What you are asked to do =>
Rewrite the listing below with "pixel coordinates" replaced by "image coordinates" throughout. Leave every other part unchanged.

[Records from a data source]
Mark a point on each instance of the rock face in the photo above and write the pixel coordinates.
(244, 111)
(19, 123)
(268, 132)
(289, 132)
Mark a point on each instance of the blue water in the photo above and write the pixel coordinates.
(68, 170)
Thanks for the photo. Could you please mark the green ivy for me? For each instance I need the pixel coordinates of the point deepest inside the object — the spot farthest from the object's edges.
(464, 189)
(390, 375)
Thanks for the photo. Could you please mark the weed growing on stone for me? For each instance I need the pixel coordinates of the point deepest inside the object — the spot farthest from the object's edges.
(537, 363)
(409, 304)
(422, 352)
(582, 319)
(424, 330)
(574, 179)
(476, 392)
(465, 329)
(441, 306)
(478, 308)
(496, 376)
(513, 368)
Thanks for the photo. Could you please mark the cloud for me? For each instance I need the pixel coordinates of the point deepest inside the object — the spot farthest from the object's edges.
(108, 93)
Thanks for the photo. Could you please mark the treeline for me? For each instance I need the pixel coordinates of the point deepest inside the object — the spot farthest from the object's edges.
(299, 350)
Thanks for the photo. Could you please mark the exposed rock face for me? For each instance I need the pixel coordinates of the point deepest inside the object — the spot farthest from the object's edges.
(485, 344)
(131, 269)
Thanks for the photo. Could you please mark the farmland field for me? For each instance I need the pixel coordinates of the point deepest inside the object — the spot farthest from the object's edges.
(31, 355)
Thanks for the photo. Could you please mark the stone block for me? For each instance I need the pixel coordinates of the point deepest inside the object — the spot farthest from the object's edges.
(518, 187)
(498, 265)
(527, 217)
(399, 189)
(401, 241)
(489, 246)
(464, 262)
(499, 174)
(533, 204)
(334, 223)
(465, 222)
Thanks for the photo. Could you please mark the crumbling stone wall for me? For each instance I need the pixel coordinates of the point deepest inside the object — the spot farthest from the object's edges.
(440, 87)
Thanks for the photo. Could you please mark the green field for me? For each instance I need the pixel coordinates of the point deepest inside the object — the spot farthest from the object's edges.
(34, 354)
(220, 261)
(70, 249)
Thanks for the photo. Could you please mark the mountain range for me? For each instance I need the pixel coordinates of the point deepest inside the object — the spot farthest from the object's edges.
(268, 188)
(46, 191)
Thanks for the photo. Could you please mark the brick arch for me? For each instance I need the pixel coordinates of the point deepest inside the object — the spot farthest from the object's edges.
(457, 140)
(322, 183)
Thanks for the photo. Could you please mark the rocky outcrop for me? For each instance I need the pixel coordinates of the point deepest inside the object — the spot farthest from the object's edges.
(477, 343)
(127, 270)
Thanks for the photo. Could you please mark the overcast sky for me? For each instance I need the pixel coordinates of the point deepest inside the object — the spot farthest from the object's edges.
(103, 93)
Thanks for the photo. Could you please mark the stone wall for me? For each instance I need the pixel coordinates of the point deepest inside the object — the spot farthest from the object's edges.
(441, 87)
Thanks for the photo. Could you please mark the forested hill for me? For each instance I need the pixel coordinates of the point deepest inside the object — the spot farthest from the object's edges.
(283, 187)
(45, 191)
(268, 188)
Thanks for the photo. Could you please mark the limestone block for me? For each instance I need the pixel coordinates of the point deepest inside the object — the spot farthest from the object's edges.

Full solution =>
Mark a point on each instance of the rock face in the photo above and write the image coordinates.
(244, 111)
(19, 123)
(268, 132)
(289, 132)
Mark a point on each instance of the blue water in the photo above and write the image coordinates.
(68, 170)
Thanks for the photo. Could you please mark the green ivy for me? For each instance I need the image coordinates of the point deepest inside the object — the spot farthest from the object's edges.
(464, 189)
(390, 375)
Thanks for the photo. Could you please mark the weed growing on stone for me? For each instance I need the image coordinates of the point deepest inside the object — the spot farthest from the object's edges.
(537, 363)
(409, 304)
(422, 352)
(582, 319)
(424, 330)
(574, 179)
(476, 392)
(465, 329)
(441, 306)
(478, 308)
(496, 376)
(513, 368)
Thanks for the photo. Could you please mark the cloud for me? For each instance I need the image coordinates of the point deepest inside the object — the spot farthest from the object's edges.
(108, 93)
Thanks for the photo. Could you please mark the treeline for me? For each instance I need the image coordinates of the point deepest inside the object — the spot farthest from the object's edges.
(299, 350)
Thanks for the photo. Could you please mark the exposed rock face for me? For each instance I need the image coordinates of the point deepest inside the object — the spot farthest from the object's edges.
(485, 344)
(131, 269)
Thanks for the photo. Could you please mark the farmland field for me? For each instance I need the image coordinates of the point deepest inside the object — the spot farthest from the object's edges.
(31, 355)
Thanks for the photo. Could you please mark the stone block for me? For each instance I need the image coordinates of the point deepest inside the object — the spot farthest from the object's edges.
(518, 187)
(498, 265)
(527, 217)
(399, 189)
(401, 241)
(489, 246)
(464, 262)
(499, 174)
(533, 204)
(334, 223)
(465, 222)
Thanks for the photo. Could you please mark the crumbling stone wall for me? For each instance I need the image coordinates of the point deepest inside the object — the spot farthest from the object's edges.
(440, 87)
Thanks for the photo. Could you please mark the green field for me? For each instance I need the image coordinates of the point deepest inside the object — the spot farthest from the object's edges.
(34, 354)
(220, 261)
(70, 249)
Thanks for the photo. Could you please mark the mountain range for me? For each instance I need the image coordinates of the point deepest inside the object — the spot farthest from the object's edges.
(268, 188)
(46, 191)
Thanks for the photo. Could you please mark the brick arch for me? For each instance I need the image coordinates of the point deepest inside the object — the spot farthest from the object's edges.
(457, 140)
(322, 183)
Thanks for the photo. Could you please mark the rocky outcrop for me? For each instance I need the image coordinates of the point deepest inside the object — the spot farthest from the object's edges.
(477, 343)
(127, 270)
Thanks for the photo. Could you please mark the overcast sky for me? For each instance I need the image coordinates of the point deepest inside the object — the spot farthest from the object's edges.
(103, 93)
Thanks for the photo. Could you please mark the stone wall for me? For each instance I need the image coordinates of the point deepest inside the object — the spot farthest from the object's edges.
(441, 87)
Thanks for the photo. Could you please mark the forested hill for me? For each instance I need the image coordinates of the point deepest inside the object — the spot farthest from the object's edges.
(283, 187)
(45, 191)
(268, 188)
Thanks for the photo. Could you please mark the limestone block for me? For each instance I need the image coordinates of the point deepest inside the object — the spot farthest from the object's edges.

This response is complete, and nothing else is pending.